§ **PROBLEM STATEMENT**: Please take the records that follow and repeat exactly the lines starting with the line with "Target: sky" and going on through the line with "Mark every instance of the green foliage".

§ **RECORDS SUPPLIED**:
<<<<

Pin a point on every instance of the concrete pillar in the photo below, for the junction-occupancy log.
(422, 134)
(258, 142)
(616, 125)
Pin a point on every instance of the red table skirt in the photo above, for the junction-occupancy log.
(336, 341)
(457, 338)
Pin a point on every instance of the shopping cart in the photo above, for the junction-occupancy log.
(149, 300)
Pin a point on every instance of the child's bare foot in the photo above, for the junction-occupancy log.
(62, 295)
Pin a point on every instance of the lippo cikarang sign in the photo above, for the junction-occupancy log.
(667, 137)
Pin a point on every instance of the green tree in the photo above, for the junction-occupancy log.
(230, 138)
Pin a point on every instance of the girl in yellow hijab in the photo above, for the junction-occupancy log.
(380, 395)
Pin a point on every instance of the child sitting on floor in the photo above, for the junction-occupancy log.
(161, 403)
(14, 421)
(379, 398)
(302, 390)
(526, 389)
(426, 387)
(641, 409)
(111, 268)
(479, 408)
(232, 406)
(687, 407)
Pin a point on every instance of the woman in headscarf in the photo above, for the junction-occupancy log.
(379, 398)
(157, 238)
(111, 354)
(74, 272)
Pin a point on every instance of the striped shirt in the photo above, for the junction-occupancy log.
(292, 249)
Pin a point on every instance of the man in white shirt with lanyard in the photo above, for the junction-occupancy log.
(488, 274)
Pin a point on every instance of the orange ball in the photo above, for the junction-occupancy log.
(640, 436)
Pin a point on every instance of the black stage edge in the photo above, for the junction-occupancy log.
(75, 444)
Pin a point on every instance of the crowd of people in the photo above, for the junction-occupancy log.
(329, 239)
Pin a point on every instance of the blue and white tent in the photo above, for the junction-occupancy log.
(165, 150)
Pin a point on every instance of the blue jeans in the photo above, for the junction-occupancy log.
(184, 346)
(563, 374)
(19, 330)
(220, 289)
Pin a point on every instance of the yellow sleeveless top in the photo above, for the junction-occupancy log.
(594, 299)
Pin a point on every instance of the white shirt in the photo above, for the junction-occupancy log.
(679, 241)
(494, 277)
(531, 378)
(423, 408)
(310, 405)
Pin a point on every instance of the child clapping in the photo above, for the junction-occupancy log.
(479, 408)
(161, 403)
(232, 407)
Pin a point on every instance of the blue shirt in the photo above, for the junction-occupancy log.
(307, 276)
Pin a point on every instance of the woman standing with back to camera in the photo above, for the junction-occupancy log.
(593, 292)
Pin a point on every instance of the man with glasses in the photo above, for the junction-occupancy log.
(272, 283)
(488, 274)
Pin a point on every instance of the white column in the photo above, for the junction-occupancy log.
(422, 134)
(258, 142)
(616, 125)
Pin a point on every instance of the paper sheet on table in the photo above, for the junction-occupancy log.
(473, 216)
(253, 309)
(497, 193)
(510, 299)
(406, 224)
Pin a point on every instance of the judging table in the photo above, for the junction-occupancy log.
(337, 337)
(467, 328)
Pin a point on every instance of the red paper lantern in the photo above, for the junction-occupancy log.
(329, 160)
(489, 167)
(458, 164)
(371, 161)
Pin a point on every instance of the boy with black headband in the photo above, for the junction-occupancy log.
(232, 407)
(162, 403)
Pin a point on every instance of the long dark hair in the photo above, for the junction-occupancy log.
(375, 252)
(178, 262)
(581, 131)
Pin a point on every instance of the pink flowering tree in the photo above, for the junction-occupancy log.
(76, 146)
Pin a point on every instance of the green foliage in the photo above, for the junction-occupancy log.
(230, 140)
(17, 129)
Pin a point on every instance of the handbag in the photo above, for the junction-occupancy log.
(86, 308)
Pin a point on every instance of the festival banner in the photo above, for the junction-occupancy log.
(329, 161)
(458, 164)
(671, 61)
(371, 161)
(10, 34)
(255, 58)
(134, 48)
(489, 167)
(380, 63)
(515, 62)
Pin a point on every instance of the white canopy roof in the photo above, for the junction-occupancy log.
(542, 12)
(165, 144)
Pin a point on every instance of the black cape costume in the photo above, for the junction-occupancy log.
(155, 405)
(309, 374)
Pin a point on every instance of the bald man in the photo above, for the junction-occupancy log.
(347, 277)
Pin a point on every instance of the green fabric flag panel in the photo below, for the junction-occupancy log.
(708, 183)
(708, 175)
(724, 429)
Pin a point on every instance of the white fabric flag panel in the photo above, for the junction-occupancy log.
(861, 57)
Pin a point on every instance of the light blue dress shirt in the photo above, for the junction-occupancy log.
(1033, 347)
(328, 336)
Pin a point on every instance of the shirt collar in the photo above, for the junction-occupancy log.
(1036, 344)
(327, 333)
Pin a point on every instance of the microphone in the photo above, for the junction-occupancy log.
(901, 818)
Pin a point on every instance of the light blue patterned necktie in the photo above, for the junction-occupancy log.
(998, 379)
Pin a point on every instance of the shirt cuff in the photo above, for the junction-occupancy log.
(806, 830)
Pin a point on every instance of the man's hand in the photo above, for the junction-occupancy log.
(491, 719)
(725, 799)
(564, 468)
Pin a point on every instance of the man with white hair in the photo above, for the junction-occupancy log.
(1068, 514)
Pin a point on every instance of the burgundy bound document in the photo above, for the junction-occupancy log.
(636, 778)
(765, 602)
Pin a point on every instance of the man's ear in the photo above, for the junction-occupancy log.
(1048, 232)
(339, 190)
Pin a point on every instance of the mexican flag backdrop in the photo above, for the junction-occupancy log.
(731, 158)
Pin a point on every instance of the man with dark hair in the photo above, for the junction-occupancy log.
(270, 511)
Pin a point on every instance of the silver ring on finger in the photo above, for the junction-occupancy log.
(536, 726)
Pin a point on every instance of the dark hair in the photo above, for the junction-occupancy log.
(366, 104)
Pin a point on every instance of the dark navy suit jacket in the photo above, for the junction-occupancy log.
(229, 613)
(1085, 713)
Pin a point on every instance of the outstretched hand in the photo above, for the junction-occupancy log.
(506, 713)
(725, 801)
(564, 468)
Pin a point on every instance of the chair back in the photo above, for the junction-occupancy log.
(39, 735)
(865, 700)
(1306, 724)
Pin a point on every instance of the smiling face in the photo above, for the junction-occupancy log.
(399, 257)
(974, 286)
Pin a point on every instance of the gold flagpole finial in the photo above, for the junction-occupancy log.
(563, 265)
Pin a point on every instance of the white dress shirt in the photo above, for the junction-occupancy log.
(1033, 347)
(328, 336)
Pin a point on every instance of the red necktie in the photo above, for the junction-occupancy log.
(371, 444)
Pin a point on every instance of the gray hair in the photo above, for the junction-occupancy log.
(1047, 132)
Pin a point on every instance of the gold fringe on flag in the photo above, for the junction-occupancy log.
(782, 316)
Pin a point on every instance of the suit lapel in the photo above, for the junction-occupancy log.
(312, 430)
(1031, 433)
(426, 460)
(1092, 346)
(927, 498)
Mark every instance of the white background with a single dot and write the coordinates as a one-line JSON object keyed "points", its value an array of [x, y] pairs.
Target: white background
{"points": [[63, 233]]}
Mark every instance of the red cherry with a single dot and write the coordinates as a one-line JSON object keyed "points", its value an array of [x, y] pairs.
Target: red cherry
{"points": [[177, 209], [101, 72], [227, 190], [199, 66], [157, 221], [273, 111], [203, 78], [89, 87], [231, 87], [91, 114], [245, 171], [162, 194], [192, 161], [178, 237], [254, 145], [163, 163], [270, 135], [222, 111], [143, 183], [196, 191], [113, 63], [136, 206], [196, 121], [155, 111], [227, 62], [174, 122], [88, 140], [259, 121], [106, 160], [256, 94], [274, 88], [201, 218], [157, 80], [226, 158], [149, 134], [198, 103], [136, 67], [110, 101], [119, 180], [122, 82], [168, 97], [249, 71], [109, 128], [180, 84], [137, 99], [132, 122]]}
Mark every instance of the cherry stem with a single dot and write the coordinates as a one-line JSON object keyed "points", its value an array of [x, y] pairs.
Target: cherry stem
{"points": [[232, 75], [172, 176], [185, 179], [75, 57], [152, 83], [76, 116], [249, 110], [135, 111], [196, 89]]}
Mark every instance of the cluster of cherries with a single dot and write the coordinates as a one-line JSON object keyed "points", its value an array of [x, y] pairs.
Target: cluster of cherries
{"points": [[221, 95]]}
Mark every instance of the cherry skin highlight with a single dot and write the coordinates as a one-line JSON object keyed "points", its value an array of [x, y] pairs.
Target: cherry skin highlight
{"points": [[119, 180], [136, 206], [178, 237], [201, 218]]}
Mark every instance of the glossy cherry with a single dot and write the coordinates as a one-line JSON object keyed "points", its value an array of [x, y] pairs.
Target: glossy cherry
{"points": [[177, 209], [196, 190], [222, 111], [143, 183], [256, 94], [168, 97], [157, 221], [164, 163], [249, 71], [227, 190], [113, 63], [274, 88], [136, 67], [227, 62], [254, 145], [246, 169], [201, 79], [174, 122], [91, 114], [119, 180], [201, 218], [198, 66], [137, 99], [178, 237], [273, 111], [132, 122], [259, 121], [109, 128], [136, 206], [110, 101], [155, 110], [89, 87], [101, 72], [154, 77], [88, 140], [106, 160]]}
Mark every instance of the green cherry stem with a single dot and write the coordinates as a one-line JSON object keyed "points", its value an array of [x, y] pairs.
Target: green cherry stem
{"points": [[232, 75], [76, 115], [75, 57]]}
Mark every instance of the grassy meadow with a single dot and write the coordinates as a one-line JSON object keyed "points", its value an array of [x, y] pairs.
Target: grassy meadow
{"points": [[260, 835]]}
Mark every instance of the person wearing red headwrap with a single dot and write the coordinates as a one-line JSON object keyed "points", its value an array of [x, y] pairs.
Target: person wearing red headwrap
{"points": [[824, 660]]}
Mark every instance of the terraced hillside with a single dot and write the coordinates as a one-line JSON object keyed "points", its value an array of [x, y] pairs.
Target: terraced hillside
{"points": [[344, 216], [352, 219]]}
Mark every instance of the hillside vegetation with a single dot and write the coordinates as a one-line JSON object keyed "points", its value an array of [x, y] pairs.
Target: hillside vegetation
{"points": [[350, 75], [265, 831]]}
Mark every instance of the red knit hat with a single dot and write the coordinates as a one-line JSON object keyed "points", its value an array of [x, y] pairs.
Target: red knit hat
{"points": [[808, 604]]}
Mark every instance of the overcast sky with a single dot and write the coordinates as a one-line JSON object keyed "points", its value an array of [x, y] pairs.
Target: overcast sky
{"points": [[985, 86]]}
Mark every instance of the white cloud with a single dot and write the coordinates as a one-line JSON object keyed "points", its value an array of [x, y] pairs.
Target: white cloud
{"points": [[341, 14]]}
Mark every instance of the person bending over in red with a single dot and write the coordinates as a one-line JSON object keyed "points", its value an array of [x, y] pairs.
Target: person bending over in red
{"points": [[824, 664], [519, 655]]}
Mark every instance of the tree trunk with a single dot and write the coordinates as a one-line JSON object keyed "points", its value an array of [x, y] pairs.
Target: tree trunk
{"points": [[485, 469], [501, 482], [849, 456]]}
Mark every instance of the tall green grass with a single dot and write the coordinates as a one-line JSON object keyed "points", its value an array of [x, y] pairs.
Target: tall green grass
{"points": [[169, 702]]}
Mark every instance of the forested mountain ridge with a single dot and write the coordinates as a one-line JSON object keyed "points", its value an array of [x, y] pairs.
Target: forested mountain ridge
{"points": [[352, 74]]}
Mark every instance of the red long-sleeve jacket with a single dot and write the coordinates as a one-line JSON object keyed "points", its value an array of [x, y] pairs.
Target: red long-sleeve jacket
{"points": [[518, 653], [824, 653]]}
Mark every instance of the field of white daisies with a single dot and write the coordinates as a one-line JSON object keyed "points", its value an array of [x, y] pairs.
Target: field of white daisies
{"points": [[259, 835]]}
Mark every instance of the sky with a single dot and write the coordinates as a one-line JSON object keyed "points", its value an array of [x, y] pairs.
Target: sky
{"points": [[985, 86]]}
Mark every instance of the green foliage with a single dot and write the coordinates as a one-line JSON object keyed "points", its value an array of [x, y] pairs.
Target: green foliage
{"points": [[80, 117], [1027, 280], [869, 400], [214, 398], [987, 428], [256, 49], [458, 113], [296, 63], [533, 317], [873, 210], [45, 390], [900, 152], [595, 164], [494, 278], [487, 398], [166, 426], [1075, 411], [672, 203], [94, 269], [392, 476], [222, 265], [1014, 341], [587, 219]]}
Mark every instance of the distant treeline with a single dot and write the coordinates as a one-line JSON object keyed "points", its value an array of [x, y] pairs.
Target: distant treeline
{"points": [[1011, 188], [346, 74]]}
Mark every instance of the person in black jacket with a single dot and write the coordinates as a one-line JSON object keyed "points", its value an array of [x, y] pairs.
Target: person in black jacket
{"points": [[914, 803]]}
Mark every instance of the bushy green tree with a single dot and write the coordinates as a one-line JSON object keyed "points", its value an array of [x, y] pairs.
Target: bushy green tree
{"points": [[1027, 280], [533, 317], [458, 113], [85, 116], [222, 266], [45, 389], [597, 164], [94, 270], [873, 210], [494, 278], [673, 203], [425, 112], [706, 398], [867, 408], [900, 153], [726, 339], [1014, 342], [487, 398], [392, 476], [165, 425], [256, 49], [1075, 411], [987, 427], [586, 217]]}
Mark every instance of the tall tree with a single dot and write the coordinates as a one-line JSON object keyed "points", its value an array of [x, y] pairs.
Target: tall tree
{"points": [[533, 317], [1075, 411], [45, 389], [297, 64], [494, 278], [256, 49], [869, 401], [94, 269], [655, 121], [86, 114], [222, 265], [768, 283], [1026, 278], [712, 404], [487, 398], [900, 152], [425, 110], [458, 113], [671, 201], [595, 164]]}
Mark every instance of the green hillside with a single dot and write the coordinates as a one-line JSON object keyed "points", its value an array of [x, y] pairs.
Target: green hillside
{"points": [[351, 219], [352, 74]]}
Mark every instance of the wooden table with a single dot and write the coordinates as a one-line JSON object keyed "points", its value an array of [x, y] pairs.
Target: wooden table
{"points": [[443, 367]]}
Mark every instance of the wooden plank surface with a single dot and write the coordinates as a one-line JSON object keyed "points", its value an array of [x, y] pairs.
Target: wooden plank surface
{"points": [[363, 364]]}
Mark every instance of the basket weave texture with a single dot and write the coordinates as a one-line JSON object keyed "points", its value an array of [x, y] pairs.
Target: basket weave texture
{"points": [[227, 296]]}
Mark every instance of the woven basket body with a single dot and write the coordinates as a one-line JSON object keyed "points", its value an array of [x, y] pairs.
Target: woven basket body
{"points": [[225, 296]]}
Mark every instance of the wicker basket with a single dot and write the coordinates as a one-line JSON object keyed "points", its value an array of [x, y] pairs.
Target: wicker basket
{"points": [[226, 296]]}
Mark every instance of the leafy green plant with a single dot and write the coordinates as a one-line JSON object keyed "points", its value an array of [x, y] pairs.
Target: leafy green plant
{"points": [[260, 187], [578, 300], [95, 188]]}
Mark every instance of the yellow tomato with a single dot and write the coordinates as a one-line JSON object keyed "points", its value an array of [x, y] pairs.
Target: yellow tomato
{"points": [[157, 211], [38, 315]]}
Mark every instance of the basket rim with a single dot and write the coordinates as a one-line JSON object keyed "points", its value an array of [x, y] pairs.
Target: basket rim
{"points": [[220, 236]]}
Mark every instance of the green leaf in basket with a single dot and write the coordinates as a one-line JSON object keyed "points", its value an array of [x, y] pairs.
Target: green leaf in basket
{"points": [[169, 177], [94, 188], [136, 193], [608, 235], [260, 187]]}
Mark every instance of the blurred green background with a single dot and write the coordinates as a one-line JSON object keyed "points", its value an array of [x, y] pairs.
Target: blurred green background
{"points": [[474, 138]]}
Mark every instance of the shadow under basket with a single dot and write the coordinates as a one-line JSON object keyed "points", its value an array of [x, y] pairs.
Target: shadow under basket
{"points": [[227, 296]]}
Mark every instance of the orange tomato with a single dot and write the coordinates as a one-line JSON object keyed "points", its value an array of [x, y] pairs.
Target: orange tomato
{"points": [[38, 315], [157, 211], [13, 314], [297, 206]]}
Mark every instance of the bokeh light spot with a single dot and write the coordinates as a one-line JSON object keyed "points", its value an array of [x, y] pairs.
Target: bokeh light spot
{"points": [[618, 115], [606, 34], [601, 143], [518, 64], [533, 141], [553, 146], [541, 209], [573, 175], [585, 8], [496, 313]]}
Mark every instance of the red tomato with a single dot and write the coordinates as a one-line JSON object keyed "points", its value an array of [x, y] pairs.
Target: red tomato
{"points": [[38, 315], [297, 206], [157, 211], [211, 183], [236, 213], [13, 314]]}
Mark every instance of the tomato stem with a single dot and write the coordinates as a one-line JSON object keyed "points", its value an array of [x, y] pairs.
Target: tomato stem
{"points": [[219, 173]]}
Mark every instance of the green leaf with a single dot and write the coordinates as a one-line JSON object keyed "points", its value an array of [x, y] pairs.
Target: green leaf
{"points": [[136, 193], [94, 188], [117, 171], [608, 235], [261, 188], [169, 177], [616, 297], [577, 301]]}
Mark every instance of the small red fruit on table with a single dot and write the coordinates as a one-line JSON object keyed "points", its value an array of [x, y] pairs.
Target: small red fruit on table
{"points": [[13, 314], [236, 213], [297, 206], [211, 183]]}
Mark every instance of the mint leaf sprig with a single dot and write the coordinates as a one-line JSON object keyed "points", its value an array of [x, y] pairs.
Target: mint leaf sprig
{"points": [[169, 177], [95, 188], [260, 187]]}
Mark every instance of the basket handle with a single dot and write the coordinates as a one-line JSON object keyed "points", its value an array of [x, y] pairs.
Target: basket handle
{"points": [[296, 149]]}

>>>>

§ **THE COMPLETED TASK**:
Target: sky
{"points": [[985, 86]]}
Mark every instance of the green foliage with a single dot and write the coordinates as a one-line JSON object keyed "points", its value an array of [x, y] pairs.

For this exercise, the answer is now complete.